**Trecho**:
....
Na época, decidimos participar da luta pela política de cotas raciais que era do conjunto do movimento negro, sobretudo depois da conferência de Durban (2001), mas que boa parte da esquerda brasileira recusava, inclusive a cúpula do PT e alguns dos seus mais influentes intelectuais. Nessa linha, também se inserem as relações estabelecidas com fóruns de lutas, coletivos de produção cultural, rádios livres, mobilizações de camelôs ou indígenas, midiativismos, além de uma linha editorial em geral pensada nas lutas e para as lutas [2].
A linha de hegemonia, paralelamente, apostava na prática de estar dentro e contra o governo Lula e se destacou em três momentos: o primeiro com o abaixo-assinado contra a greve da UFRJ de 2003; o segundo enquanto resposta à crise do mensalão com o Fórum pela Radicalização Democrática, em 2005; e o terceiro na experiência, rapidamente abortada pela nomenklatura petista, do Núcleo de Biolutas, em 2011.
A linha de hegemonia levou a rede a produzir manifestos em defesa do governo Lula, por meio do que se viabilizariam plataformas de democratização e políticas do comum, – tais como os Pontos de Cultura, o microcrédito popular, a eletrificação rural, ou a Bolsa Família trabalhada como embrião para uma Renda Universal, capazes de prover condições materiais para impelir as lutas a um novo patamar de potência, segundo um circuito virtuoso de ações institucionais e a inteligência coletiva da multidão.
....
**Linhas de dados**:

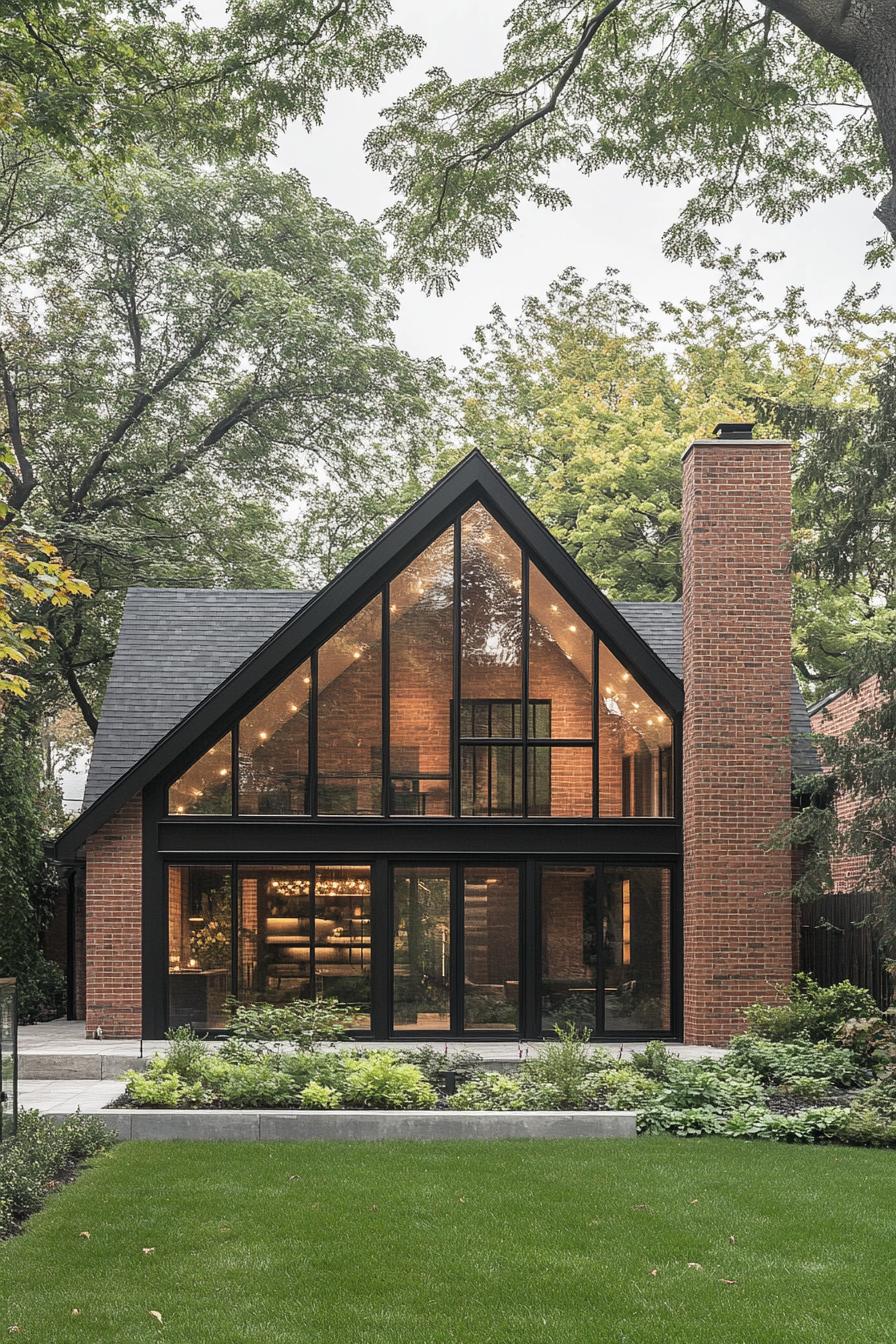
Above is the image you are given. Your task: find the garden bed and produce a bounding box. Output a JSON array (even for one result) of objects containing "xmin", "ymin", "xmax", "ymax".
[{"xmin": 107, "ymin": 976, "xmax": 896, "ymax": 1146}]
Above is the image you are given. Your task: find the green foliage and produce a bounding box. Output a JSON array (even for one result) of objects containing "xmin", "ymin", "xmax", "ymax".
....
**Instruções**:
[a] Responda com base no trecho:
(i) Qual conferência é citada ao lado da luta pelas cotas raciais, e em que ano ela ocorreu?
(ii) Em que ano surgiu o Fórum pela Radicalização Democrática?
(iii) Que programa é apresentado como embrião para uma Renda Universal?
[b] Transcreva, sem nenhuma alteração, a parte do trecho que vai de "Na época, decidimos" até "as lutas [2].".

**Respostas do exercício**:
[a]
(i) A conferência de Durban, em 2001.
(ii) Em 2005.
(iii) A Bolsa Família.

[b]
Na época, decidimos participar da luta pela política de cotas raciais que era do conjunto do movimento negro, sobretudo depois da conferência de Durban (2001), mas que boa parte da esquerda brasileira recusava, inclusive a cúpula do PT e alguns dos seus mais influentes intelectuais. Nessa linha, também se inserem as relações estabelecidas com fóruns de lutas, coletivos de produção cultural, rádios livres, mobilizações de camelôs ou indígenas, midiativismos, além de uma linha editorial em geral pensada nas lutas e para as lutas [2].